What to produce: Below are some records. Quote exactly the lines from the one that contains "Expected: one point per instance of the white banner, each" through the last, both included, and leave out the pictures.

↓

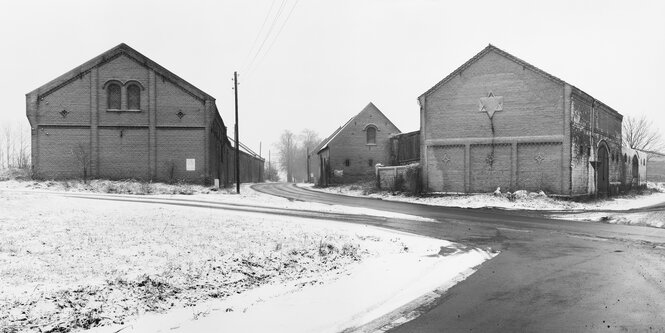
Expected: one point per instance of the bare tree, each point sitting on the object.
(82, 156)
(287, 146)
(8, 142)
(309, 140)
(639, 134)
(271, 173)
(23, 148)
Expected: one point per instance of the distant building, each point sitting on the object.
(122, 115)
(498, 121)
(351, 152)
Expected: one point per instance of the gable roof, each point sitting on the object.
(492, 48)
(324, 144)
(121, 49)
(486, 50)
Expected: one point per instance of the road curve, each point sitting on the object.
(551, 275)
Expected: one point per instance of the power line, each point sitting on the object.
(256, 39)
(276, 36)
(272, 26)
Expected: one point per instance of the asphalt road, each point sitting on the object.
(550, 276)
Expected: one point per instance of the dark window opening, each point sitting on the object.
(371, 135)
(113, 97)
(134, 97)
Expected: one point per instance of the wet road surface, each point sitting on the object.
(550, 275)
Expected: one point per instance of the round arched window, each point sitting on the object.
(133, 97)
(113, 96)
(371, 135)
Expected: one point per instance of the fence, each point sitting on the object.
(399, 178)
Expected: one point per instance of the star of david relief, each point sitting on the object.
(490, 160)
(539, 158)
(491, 104)
(446, 159)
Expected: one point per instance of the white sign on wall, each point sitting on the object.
(191, 164)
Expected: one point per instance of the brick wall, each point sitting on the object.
(56, 147)
(485, 177)
(458, 138)
(446, 167)
(124, 153)
(532, 103)
(594, 125)
(74, 98)
(174, 147)
(125, 143)
(539, 167)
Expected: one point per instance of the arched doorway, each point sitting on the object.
(603, 169)
(636, 171)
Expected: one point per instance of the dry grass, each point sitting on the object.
(67, 264)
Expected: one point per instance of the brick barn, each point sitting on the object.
(122, 115)
(498, 121)
(351, 152)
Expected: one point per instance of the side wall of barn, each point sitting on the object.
(594, 126)
(174, 135)
(520, 146)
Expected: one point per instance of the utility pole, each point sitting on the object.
(308, 180)
(269, 167)
(235, 88)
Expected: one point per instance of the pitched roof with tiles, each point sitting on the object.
(492, 48)
(121, 49)
(324, 144)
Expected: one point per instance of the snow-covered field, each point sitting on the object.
(523, 200)
(72, 263)
(602, 210)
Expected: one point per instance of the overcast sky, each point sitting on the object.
(331, 58)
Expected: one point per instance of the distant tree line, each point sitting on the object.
(14, 145)
(638, 133)
(292, 150)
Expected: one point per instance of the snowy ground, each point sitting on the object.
(527, 201)
(601, 210)
(194, 193)
(72, 263)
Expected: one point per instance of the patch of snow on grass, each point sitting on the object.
(519, 200)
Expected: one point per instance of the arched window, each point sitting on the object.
(371, 135)
(133, 97)
(113, 96)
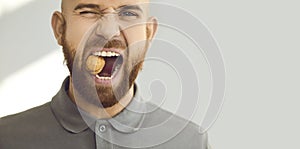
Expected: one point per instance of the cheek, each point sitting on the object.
(136, 35)
(75, 31)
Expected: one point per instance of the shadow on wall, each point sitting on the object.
(26, 35)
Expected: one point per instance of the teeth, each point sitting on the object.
(106, 54)
(103, 78)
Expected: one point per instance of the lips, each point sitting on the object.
(105, 64)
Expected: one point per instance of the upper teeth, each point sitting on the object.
(106, 54)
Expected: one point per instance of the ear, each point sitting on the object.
(152, 25)
(58, 23)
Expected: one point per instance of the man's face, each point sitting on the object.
(115, 27)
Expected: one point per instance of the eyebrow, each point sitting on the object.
(81, 6)
(132, 7)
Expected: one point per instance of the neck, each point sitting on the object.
(97, 112)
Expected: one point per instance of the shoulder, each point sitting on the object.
(30, 116)
(16, 126)
(184, 132)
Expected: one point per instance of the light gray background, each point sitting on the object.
(259, 40)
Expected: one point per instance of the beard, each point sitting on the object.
(85, 87)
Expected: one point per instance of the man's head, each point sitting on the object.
(117, 30)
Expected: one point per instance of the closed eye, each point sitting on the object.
(88, 12)
(128, 14)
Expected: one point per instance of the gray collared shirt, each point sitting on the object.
(60, 124)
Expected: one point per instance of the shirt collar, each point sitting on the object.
(68, 115)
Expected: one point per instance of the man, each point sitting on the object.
(99, 106)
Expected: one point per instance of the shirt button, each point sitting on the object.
(102, 128)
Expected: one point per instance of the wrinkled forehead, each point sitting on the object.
(69, 5)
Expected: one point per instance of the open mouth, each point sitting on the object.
(104, 64)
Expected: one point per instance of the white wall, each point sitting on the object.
(259, 40)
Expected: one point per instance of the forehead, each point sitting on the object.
(71, 4)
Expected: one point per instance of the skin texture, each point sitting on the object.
(107, 22)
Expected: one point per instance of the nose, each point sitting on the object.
(108, 27)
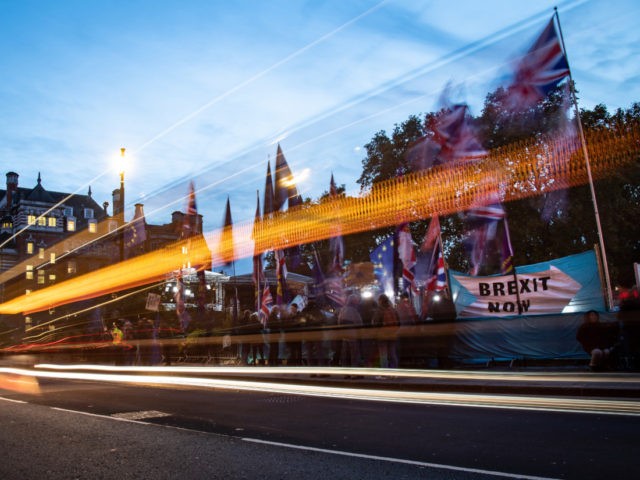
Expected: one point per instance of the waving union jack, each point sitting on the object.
(542, 68)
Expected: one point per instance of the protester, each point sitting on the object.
(387, 318)
(274, 326)
(294, 343)
(350, 319)
(598, 339)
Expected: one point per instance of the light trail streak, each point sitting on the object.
(520, 170)
(515, 402)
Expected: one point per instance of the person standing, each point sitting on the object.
(387, 318)
(349, 318)
(597, 339)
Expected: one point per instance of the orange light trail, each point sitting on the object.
(517, 171)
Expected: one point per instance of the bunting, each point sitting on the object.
(407, 256)
(541, 69)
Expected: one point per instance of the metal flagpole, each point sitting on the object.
(609, 295)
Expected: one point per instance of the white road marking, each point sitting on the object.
(141, 415)
(513, 402)
(396, 460)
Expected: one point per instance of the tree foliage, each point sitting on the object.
(544, 226)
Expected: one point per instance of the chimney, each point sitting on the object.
(117, 205)
(12, 187)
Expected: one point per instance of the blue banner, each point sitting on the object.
(564, 285)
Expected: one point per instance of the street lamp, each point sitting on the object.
(121, 202)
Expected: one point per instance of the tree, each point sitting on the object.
(543, 226)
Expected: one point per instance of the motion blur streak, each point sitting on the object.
(517, 171)
(576, 405)
(20, 383)
(367, 372)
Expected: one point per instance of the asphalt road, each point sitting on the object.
(113, 430)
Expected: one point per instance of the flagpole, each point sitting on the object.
(513, 263)
(609, 295)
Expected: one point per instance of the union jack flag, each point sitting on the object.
(281, 275)
(484, 221)
(542, 68)
(266, 304)
(189, 224)
(438, 277)
(407, 255)
(181, 308)
(334, 290)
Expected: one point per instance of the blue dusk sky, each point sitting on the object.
(204, 90)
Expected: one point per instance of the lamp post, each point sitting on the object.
(121, 206)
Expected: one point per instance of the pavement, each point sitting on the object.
(551, 380)
(568, 381)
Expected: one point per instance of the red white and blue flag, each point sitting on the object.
(407, 256)
(266, 304)
(454, 140)
(484, 221)
(281, 276)
(181, 308)
(541, 69)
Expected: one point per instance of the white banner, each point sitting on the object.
(153, 302)
(537, 293)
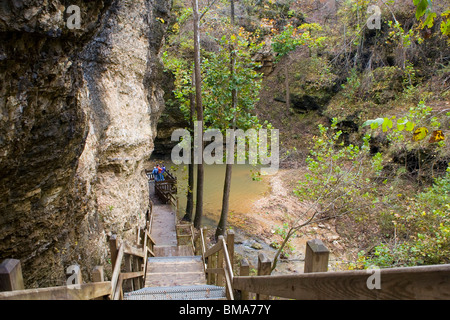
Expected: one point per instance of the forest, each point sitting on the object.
(359, 91)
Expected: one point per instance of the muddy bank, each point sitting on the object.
(259, 229)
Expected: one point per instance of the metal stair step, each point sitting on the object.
(197, 292)
(164, 279)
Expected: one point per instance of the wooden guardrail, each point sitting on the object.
(408, 283)
(167, 173)
(166, 191)
(134, 260)
(132, 257)
(218, 260)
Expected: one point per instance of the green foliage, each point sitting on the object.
(426, 15)
(290, 38)
(341, 179)
(422, 230)
(219, 82)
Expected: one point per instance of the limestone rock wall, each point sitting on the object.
(78, 115)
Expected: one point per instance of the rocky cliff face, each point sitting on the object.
(78, 115)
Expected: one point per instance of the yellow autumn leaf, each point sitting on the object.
(437, 136)
(420, 133)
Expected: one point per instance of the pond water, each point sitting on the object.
(244, 189)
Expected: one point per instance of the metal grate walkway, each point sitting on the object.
(197, 292)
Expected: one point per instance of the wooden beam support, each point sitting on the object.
(11, 275)
(316, 256)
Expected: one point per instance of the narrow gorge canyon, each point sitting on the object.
(78, 115)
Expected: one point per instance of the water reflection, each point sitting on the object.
(244, 189)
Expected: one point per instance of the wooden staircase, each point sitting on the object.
(176, 275)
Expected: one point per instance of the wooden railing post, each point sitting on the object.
(98, 276)
(244, 271)
(219, 265)
(113, 247)
(230, 246)
(264, 269)
(11, 275)
(316, 256)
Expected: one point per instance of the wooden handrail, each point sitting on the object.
(228, 269)
(85, 291)
(424, 282)
(116, 270)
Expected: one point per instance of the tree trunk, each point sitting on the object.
(190, 186)
(199, 107)
(222, 226)
(286, 81)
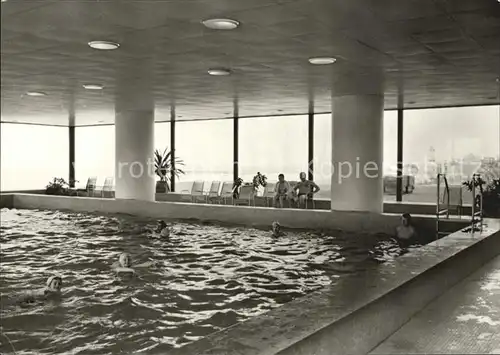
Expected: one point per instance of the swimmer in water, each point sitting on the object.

↑

Exercise solution:
Expected: one point per instance of the white banner, each point sitting on the object.
(153, 302)
(537, 293)
Expected: one point per instance of the forest, each point sitting on the object.
(359, 91)
Expected: one point per instance of the muddy bank, each point sitting on the object.
(259, 229)
Expected: one point per instance of the metal stair step, each point sitting on the object.
(197, 292)
(164, 279)
Expected: one point per instance of the wooden guardrail, each point sitting on the object.
(408, 283)
(167, 173)
(166, 191)
(134, 260)
(132, 257)
(218, 260)
Expected: one point per instance of the green foliage, each point sitting on the object.
(426, 15)
(290, 38)
(341, 179)
(422, 230)
(219, 82)
Expected: one point per instance of the limestone rock wall, each point sitting on the object.
(78, 115)
Expected: one point per instance of the rocky cliff face, each point sitting on the object.
(78, 115)
Expected: one point per instance of the yellow autumn leaf, each point sitting on the object.
(437, 136)
(420, 133)
Expected: one point per instance of the pond water, each point sitting on the object.
(244, 189)
Expected: one point per instance of the metal grate walkway, each point sitting on the object.
(197, 292)
Expected: one point per instance of the wooden beam support, each point sitting on the object.
(11, 275)
(316, 256)
Expected: one point per instance of the narrow gorge canyon, each point sitting on the object.
(78, 115)
Expected: one point per instance of the water reflection, each point sitting on the object.
(244, 189)
Expected: one point per instance of the wooden staircase, each point sitting on the object.
(176, 275)
Expected: one point per instance of the wooden railing post, each point sitting on the object.
(98, 276)
(244, 271)
(219, 265)
(113, 247)
(230, 246)
(264, 269)
(11, 275)
(316, 256)
Expected: one point per instance of the wooden handrail, each point sitting on the object.
(228, 269)
(85, 291)
(424, 282)
(116, 270)
Expected: one point per instance of the tree trunk, each point sitting on the object.
(190, 186)
(199, 107)
(222, 226)
(286, 81)
Expected: one point per instance of the swimmer in water, each point sitting on the object.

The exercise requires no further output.